EXERCISE PASSAGE: Begin

Another development is the launching this year of a medical records track in the Text Retrieval Conference (TREC) annual information retrieval challenge evaluation. The track will use de-identified records developed by Wendy Chapman and colleagues.

It is also impossible to discuss this topic without acknowledging the discussion around the IBM Watson question-answering system, which recently proved its mettle in a television game show Jeopardy match [10]. IBM has announced some research partnerships that will apply Watson to medical data. This is an interesting research area, but we will need to see real research results to back up the hype [11].

While there are still challenges for clinical NLP, I believe we are seeing a convergence of new methods coupled with growing needs to make use of the increasing volume of clinical data as well as our desire to facilitate re-use of that data for many purposes, such as clinical decision support, quality measurement and improvement, clinical research, and public health reporting and surveillance. While there may be generalizable approaches yet to be discovered, I suspect that evolution will be much like clinical decision support, which has been more successful when engineered to specific domain areas. But as we have also seen with clinical decision support, the ability to perform those specific tasks successfully will be highly valuable to healthcare.

EXERCISE PASSAGE: End

- SET OF TASKS:
1/ In the passage on clinical natural language processing, who developed the de-identified records that the new TREC medical records track will use?
2/ Continue the passage on clinical natural language processing from its final sentence.

RECORD SET: Begin

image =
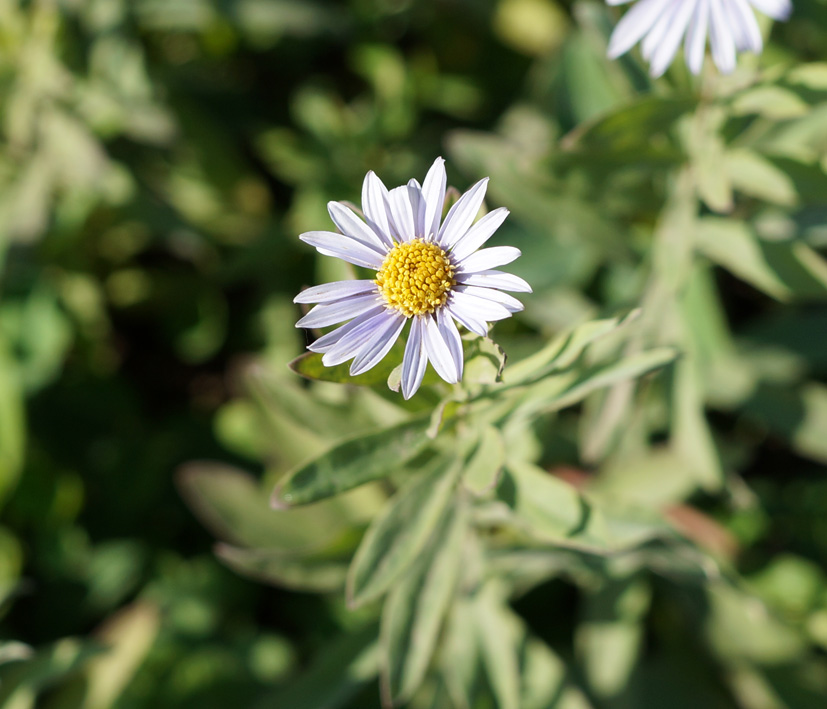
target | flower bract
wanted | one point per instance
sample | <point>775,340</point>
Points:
<point>661,25</point>
<point>430,272</point>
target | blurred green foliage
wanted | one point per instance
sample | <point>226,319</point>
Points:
<point>160,157</point>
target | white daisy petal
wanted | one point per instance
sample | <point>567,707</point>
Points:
<point>634,25</point>
<point>777,9</point>
<point>341,310</point>
<point>438,353</point>
<point>417,205</point>
<point>468,317</point>
<point>720,38</point>
<point>663,55</point>
<point>462,215</point>
<point>328,341</point>
<point>510,303</point>
<point>414,360</point>
<point>351,342</point>
<point>484,309</point>
<point>378,345</point>
<point>401,212</point>
<point>660,25</point>
<point>343,247</point>
<point>495,279</point>
<point>334,291</point>
<point>750,31</point>
<point>374,207</point>
<point>696,37</point>
<point>655,36</point>
<point>433,199</point>
<point>478,234</point>
<point>350,225</point>
<point>488,258</point>
<point>429,275</point>
<point>450,334</point>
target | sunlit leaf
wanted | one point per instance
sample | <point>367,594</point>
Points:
<point>353,463</point>
<point>398,535</point>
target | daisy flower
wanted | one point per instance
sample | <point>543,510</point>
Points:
<point>663,24</point>
<point>429,271</point>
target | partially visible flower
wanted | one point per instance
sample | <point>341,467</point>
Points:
<point>663,24</point>
<point>428,271</point>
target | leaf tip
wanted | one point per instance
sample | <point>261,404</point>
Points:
<point>279,500</point>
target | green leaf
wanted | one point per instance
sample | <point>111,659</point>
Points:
<point>483,469</point>
<point>338,672</point>
<point>557,392</point>
<point>610,636</point>
<point>12,423</point>
<point>773,102</point>
<point>499,633</point>
<point>484,361</point>
<point>129,636</point>
<point>799,415</point>
<point>552,510</point>
<point>564,351</point>
<point>235,508</point>
<point>631,126</point>
<point>23,681</point>
<point>300,572</point>
<point>352,463</point>
<point>754,175</point>
<point>459,653</point>
<point>780,269</point>
<point>398,535</point>
<point>414,611</point>
<point>706,145</point>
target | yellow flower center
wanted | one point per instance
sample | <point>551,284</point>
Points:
<point>416,277</point>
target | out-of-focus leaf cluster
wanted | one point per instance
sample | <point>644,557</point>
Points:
<point>633,516</point>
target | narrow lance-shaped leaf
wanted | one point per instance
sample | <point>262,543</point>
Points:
<point>564,350</point>
<point>499,637</point>
<point>485,465</point>
<point>558,392</point>
<point>397,537</point>
<point>352,463</point>
<point>413,614</point>
<point>301,572</point>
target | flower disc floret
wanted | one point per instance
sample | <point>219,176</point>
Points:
<point>416,277</point>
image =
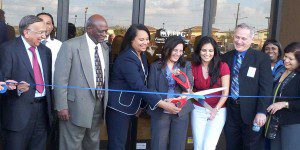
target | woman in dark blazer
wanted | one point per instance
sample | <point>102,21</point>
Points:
<point>288,109</point>
<point>168,131</point>
<point>130,72</point>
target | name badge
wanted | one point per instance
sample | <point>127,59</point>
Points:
<point>251,72</point>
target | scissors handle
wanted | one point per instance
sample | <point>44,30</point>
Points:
<point>179,102</point>
<point>185,84</point>
<point>4,89</point>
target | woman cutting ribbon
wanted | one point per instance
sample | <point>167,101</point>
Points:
<point>168,131</point>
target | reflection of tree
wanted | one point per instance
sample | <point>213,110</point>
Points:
<point>119,30</point>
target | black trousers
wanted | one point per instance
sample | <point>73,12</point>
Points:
<point>117,129</point>
<point>34,136</point>
<point>239,135</point>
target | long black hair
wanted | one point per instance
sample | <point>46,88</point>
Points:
<point>130,34</point>
<point>214,64</point>
<point>294,47</point>
<point>170,43</point>
<point>276,43</point>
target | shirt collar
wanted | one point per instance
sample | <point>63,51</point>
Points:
<point>27,46</point>
<point>242,53</point>
<point>90,42</point>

RECORD SET: End

- RESULTS FOR THE EXERCISE:
1/ Wendy Chapman and colleagues developed them.

2/
1. Stanfill, M., Williams, M., et al. (2010). A systematic literature review of automated clinical coding and classification systems. Journal of the American Medical Informatics Association, 17: 646-651.
2. Hersh, W. (2005). Evaluation of biomedical text mining systems: lessons learned from information retrieval. Briefings in Bioinformatics, 6: 344-356.
3. Hersh, W., Crabtree, M., et al. (2002). Factors associated with success for searching MEDLINE and applying evidence to answer clinical questions. Journal of the American Medical Informatics Association, 9: 283-293.
4. Uzuner, O., Luo, Y., et al. (2007). Evaluating the state-of-the-art in automatic de-identification. Journal of the American Medical Informatics Association, 14: 550-563.
5. Uzuner, O., Goldstein, I., et al. (2008). Identifying patient smoking status from medical discharge records. Journal of the American Medical Informatics Association, 15: 14-24.
6. Uzuner, O. (2009). Recognizing obesity and comorbidities in sparse data. Journal of the American Medical Informatics Association, 16: 561-570.
7. Uzuner, O., Solti, I., et al. (2010). Extracting medication information from clinical text. Journal of the American Medical Informatics Association, 17: 514-518.
8. McCarty, C., Chisholm, R., et al. (2010). The eMERGE Network: a consortium of biorepositories linked to electronic medical records data for conducting genomic studies. BMC Genomics, 4(1): 13.
9. Denny, J., Ritchie, M., et al. (2010). PheWAS: Demonstrating the feasibility of a phenome-wide scan to discover gene-disease associations. Bioinformatics, 26: 1205-1210.
10. Ferrucci, D., Brown, E., et al. (2010). Building Watson: an overview of the DeepQA Project. AI Magazine, 31(3): 59-79.
11. Anonymous (2011). IBM to Collaborate with Nuance to Apply IBM’s "Watson" Analytics Technology to Healthcare. Armonk, NY, IBM.